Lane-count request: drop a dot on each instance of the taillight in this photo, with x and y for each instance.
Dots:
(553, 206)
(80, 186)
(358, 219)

* Problem to work on
Quote the data above word for word, including every line.

* Task response
Lane-count request: drop a dot on each instance of the taillight in this photo, with x and y for each instance.
Dots:
(553, 206)
(80, 186)
(358, 219)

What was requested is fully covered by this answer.